From the Silverleaf timeshare post, quote the passage between "## PurePink (Jun" and "I hate cold.", inclusive.
## START Excerpt to read
# [2010] New owner - Silverleaf's Fox River Illinois



## PurePink (Jun 6, 2010)

I'm a new owner and have stayed at both The Villages and Lake O' The Woods within the past month.  These are the only two times I've used my new ownership.  I live in Texas and have Thanksgiving week at Silverleaf's Fox River in Illinois, where I know absolutely no one.  This is a ski resort. I've never ski'd before and probably won't ever, unless I wind up actually using my week, which I do not foresee at this time.  I'm a beach-lover.  I hate cold.

That being said, I thought I would let you know that Silverleaf does stand behind their satisfaction guarantee.  I wasn't happy at The Villages and because I was shown Lake O' The Woods during my "New Owner Orientation", which is what you get the first time you use your timeshare (it's the sales pitch as discussed in this, the current, thread), I chose to stay at Lake O' The Woods this time.

When we checked in, we set the "Orientation" for 9 a.m.  By then, I was so mad, it only took the poor salesman two minutes to go get another "suit", who was introduced as his supervisor.  I was told to call the corporate office for my complimentary (bonus time) stay.  So, I did.
## END Excerpt to read
## START Information supplied
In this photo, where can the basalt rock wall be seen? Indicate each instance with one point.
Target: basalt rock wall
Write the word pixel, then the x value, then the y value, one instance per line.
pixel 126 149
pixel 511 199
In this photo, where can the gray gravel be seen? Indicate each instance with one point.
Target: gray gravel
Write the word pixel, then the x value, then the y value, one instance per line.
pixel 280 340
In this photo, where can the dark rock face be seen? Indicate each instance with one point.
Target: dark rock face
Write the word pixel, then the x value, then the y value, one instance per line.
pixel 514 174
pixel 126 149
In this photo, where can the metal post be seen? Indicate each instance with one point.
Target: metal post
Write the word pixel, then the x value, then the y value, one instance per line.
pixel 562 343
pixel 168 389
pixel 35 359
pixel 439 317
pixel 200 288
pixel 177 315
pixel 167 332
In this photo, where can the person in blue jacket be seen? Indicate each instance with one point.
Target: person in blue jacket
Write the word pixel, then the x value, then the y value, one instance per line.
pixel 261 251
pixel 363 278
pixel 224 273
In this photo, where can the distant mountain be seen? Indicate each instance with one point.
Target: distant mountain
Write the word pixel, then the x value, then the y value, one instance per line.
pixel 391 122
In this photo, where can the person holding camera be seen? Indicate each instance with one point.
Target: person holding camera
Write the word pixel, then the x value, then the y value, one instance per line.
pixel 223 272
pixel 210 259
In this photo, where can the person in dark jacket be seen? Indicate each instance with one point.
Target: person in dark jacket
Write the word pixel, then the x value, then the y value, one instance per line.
## END Information supplied
## Finished answer:
## PurePink (Jun 6, 2010)

I'm a new owner and have stayed at both The Villages and Lake O' The Woods within the past month.  These are the only two times I've used my new ownership.  I live in Texas and have Thanksgiving week at Silverleaf's Fox River in Illinois, where I know absolutely no one.  This is a ski resort. I've never ski'd before and probably won't ever, unless I wind up actually using my week, which I do not foresee at this time.  I'm a beach-lover.  I hate cold.